» **GIVEN TEXT**
AI Compute Shortage Challenges ‘Bubble’ Narrative
OpenAI, Anthropic constraints and rising GPU prices signal demand is outpacing available compute
Georgina Mackie
WASHINGTON, April 21, 2026 – Artificial intelligence companies are running out of compute capacity as demand surges, contradicting claims of an AI bubble, said Vlad Galabov, senior director at Omdia, Tuesday at Data Center World.
Major AI firms are already hitting limits. OpenAI scaled back its video-generation tool Sora earlier this year to redirect compute to core services as usage spiked.
Token demand, the units of text processed by AI models, jumped from about 6 million tokens per minute in October 2025 to roughly 15 billion by March 2026.
At Anthropic, users of Claude Code reported hitting usage caps faster than expected in April. The company said addressing compute shortages tied to AI agents was a top priority.
Google CEO Sundar Pichai warned as early as November 2025 that compute limits were already constraining growth.
Meanwhile, xAI is scaling aggressively, expanding from more than 200,000 GPUs to 555,000 and targeting 1 million to train its latest models.

» **EXERCISE DIRECTIONS**
Write out the part of the article on the AI compute shortage that begins at the words "Token demand, the" and stops after "already constraining growth.". The lines after this point are separate material, apart from the article.

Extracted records
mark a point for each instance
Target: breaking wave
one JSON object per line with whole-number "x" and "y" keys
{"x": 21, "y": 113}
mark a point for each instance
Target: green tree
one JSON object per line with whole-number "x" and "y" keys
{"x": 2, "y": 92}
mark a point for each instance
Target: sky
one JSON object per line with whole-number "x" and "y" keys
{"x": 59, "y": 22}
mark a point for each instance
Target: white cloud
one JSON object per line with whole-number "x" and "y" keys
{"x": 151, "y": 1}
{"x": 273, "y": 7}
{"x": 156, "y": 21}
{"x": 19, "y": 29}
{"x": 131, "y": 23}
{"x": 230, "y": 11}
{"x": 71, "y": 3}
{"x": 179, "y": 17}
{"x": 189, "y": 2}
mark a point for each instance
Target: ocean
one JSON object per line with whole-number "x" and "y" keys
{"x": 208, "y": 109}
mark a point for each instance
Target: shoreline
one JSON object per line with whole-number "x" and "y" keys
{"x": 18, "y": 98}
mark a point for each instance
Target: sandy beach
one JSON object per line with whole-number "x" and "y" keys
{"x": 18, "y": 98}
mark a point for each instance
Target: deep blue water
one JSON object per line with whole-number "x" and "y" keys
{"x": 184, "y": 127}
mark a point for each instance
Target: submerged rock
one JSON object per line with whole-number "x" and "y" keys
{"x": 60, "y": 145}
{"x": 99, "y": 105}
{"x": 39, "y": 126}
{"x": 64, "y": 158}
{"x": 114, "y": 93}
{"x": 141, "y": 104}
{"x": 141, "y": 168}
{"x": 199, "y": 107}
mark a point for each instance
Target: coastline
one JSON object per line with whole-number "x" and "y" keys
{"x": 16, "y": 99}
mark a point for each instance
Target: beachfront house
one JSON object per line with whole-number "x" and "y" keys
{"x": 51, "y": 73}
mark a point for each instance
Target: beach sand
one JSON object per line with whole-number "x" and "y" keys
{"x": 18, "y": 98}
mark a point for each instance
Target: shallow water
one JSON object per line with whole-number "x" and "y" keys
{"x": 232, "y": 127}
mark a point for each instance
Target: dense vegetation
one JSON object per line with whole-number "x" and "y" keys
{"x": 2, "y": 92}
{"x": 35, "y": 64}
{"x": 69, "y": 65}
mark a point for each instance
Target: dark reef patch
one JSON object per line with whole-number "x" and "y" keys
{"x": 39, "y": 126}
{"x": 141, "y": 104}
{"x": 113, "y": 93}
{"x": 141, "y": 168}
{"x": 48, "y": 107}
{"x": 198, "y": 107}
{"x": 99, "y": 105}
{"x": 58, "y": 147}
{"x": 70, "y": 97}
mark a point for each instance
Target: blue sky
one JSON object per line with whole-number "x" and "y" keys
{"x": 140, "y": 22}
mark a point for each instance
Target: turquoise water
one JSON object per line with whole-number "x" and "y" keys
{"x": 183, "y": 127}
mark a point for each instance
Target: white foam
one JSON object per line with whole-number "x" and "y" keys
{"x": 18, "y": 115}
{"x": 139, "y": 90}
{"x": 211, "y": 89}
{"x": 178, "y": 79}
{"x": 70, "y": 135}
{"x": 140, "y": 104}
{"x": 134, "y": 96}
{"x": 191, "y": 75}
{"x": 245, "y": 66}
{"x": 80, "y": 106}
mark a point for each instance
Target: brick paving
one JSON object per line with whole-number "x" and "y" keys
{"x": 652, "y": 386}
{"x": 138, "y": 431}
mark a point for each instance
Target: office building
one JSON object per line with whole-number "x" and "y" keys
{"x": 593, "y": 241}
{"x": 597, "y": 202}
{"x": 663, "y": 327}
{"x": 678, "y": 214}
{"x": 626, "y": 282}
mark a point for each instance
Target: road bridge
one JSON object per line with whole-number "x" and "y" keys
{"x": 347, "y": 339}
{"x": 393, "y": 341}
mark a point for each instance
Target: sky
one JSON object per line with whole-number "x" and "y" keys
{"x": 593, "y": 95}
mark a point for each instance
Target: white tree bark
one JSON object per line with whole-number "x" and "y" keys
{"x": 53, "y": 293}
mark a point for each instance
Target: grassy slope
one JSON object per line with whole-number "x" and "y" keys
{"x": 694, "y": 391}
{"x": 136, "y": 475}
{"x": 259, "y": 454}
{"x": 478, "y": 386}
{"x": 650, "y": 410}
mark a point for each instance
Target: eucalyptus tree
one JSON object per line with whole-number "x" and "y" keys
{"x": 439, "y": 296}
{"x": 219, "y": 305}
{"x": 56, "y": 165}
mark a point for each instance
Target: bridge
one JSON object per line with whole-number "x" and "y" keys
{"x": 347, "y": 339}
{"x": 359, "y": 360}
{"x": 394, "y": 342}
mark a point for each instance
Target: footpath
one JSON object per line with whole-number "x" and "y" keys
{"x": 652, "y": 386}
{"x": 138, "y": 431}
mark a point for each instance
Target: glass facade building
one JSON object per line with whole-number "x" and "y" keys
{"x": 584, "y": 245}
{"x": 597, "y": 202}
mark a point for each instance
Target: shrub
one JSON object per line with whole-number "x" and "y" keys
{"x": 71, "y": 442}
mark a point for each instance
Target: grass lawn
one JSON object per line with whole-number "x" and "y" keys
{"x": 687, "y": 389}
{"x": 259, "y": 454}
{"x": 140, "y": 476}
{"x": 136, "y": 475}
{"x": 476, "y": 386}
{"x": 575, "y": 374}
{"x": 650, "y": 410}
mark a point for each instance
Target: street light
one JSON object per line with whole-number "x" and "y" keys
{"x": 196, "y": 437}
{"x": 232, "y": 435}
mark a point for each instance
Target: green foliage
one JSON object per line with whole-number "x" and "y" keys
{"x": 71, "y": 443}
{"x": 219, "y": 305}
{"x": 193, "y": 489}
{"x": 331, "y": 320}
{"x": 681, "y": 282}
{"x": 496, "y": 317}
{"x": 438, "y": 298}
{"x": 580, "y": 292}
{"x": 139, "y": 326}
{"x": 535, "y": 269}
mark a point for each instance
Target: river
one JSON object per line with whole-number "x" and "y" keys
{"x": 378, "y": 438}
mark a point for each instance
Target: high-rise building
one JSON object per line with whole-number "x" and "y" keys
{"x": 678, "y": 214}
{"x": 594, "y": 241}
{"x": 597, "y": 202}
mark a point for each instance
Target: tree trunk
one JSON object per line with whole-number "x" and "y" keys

» **RESPONSE BELOW**
Token demand, the units of text processed by AI models, jumped from about 6 million tokens per minute in October 2025 to roughly 15 billion by March 2026.
At Anthropic, users of Claude Code reported hitting usage caps faster than expected in April. The company said addressing compute shortages tied to AI agents was a top priority.
Google CEO Sundar Pichai warned as early as November 2025 that compute limits were already constraining growth.